# Removing cracking in real time audio filtering

I am getting back to DSP applications after a while and I've written a real time audio player in Python.

Basically I'm reading chunks of data from a .wav file (I am doing this to simulate a real time scenario, where I receive real time audio input from a source) and I am playing each chunk in real time applying a simple filter with a dynamic highcut frequency: it starts from 300Hz and then gradually moves until 20000Hz (basically no high-cut).

I am using PyAudio for the real time playing and scipy for the simple filter. The code is the following, it is self-contained and reproducible, you have just to change the filename variable with the path of your wave file.

import pyaudio
import wave
import time
import numpy as np
import scipy.io.wavfile as sw
import librosa
import scipy
import sys
from scipy.io.wavfile import write

############ Global variables ###################
filename = '../wav/The_Weeknd.wav' #Test file
chunk = 512 #frame size
#Conversion from np to pyAudio types
np_to_pa_format = {
np.dtype('float32') : pyaudio.paFloat32,
np.dtype('int32') : pyaudio.paInt32,
np.dtype('int16') : pyaudio.paInt16,
np.dtype('int8') : pyaudio.paInt8,
np.dtype('uint8') : pyaudio.paUInt8
}
np_type_to_sample_width = {
np.dtype('float32') : 4,
np.dtype('int32') : 4,
np.dtype('int16') : 3,
np.dtype('int8') : 1,
np.dtype('uint8') : 1
}
STEREO = 2 #channels
#################################################

# Simple class which reads an input test wav file and reproduce it in a real time fashion. Used to test real time functioning.
class Player:
def __init__(self):
self.input_array, self.sample_rate = librosa.load(filename, sr=44100, dtype=np.float32, duration=60)

#print(self.sample_rate)
#print(self.input_array.shape)
self.cycle_count = 0
self.highcut = 300

def bandPassFilter(self,signal, highcut):
fs = 44100
lowcut = 20
highcut = highcut

nyq= 0.5 * fs
low = lowcut / nyq
high = highcut / nyq

order = 2

b, a = scipy.signal.butter(order, [low,high], 'bandpass', analog=False)
y = scipy.signal.filtfilt(b,a,signal, axis=0)
return(y)

def pyaudio_callback(self,in_data, frame_count, time_info, status):
audio_size = np.shape(self.input_array)[0]
#print(audio_size)
print('frame count: ', frame_count)

if frame_count*self.cycle_count > audio_size:
# Processing is complete.
print('processing complete')
return (None, pyaudio.paComplete)
elif frame_count*(self.cycle_count+1) > audio_size:
# Last frame to process.
print('1 left frame')
frames_left = audio_size - frame_count*self.cycle_count
else:
# Every other frame.
print('everyotherframe')
frames_left = frame_count

data = self.input_array[frame_count*self.cycle_count:frame_count*self.cycle_count+frames_left]
data = self.bandPassFilter(data, self.highcut)

··········

» **PROBLEM**
According to the post on removing cracking in real-time audio filtering, which library plays the audio in real time and which one provides the filter?

» **STORED ROWS**
··········

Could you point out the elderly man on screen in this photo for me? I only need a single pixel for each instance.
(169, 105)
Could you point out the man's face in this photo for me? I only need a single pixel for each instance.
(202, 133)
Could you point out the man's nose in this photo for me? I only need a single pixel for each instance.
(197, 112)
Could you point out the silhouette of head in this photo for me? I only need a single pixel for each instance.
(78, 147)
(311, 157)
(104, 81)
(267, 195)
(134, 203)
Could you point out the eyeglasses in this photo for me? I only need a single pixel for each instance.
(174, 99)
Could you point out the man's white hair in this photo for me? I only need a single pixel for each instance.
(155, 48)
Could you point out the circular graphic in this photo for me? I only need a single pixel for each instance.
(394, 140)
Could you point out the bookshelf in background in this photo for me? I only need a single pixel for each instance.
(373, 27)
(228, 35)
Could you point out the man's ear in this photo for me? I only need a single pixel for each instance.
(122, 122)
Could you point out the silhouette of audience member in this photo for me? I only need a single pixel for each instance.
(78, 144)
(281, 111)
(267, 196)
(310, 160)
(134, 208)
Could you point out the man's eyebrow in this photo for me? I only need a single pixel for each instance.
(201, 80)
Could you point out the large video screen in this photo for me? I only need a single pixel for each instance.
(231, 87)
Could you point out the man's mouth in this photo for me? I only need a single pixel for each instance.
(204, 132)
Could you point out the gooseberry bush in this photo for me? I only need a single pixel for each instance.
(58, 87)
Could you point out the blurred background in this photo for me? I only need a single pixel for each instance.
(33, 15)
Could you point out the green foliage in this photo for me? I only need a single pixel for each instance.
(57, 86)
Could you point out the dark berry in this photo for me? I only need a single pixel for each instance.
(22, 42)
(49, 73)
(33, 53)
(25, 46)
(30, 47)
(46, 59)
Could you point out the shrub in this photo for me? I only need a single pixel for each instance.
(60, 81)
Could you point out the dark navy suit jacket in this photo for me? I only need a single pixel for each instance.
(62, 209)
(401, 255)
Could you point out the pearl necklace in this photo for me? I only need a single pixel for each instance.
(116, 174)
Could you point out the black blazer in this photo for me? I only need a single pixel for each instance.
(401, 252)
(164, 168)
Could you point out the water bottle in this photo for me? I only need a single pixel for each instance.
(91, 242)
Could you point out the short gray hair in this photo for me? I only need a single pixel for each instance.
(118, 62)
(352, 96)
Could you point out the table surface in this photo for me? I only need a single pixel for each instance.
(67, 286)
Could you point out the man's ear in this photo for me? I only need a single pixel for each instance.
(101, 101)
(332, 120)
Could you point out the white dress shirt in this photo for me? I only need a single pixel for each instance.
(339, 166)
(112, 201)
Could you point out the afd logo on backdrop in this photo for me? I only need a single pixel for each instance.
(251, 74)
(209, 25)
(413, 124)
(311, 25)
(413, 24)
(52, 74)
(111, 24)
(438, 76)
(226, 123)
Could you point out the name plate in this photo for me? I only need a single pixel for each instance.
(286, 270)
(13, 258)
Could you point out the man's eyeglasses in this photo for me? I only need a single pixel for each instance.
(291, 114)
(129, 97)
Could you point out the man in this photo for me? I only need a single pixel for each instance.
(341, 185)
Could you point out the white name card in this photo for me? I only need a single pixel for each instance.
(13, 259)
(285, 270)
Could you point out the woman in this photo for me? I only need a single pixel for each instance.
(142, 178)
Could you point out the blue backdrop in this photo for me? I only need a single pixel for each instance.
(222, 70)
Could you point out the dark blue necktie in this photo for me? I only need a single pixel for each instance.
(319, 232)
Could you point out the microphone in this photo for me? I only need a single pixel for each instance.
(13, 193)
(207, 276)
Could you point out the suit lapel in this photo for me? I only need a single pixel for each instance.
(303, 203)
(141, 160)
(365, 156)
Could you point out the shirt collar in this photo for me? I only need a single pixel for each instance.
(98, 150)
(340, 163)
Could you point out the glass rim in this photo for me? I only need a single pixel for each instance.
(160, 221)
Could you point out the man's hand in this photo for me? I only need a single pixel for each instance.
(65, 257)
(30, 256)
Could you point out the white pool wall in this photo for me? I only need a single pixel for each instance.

··········

» **SOLUTION**
PyAudio plays the audio in real time, and scipy provides the filter.